======== TEXT UNDER STUDY
TCR Day 12: You beautiful lumpy bastard

To read from the start of the Transcontinental Race click here | To catch up on Day 11 click here

A fair night’s sleep failed to bring any improvement in my condition, but there was no time to sulk about it. I coughed up as much muck as I could, swallowed a few Haribo and set off alongside the river towards CP4, with one eye on the clock. The checkpoint closes at 17:00 and there’s a lot of climbing to be tackled between here and there.

Tara River Bridge

My route crosses the pretty Tara River to find the border with Montenegro. The guards have clearly seen a few TCR riders pass through and they’re calling out to each other. I speak no Montenegrin but I imagine it was something like:

“Hey, Dave, we’ve got another one of those spandex nutters. Belgium. Fucking Belgium! Hahaha.”

Tara River Tunnels from bridge
Zig-zagging across the river, into the tunnels on the right.
================
======== DATA EXCERPT
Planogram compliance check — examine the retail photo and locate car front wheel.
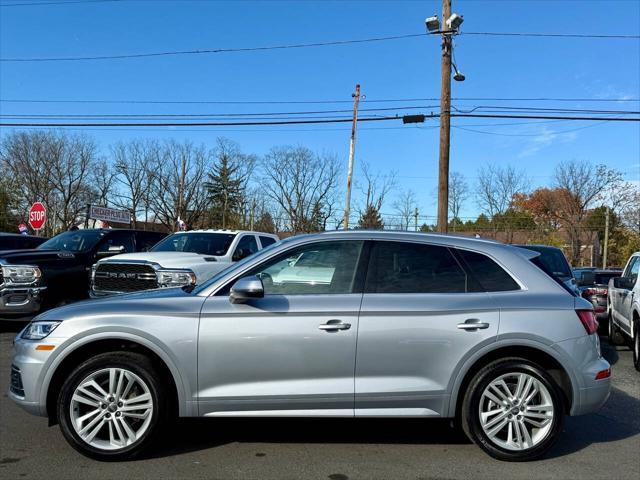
[462,358,564,461]
[58,352,167,460]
================
§ **PROBLEMS AND TASKS**:
a - Print the passage of the Transcontinental Race post starting with "A fair night’s" and going on through "here and there.".
b - Render this sentence from the Transcontinental Race post in Spanish: "My route crosses the pretty Tara River to find the border with Montenegro."

§ **RESULTS IN ORDER**:
a -
A fair night’s sleep failed to bring any improvement in my condition, but there was no time to sulk about it. I coughed up as much muck as I could, swallowed a few Haribo and set off alongside the river towards CP4, with one eye on the clock. The checkpoint closes at 17:00 and there’s a lot of climbing to be tackled between here and there.

b - Mi ruta cruza el bonito río Tara para encontrar la frontera con Montenegro.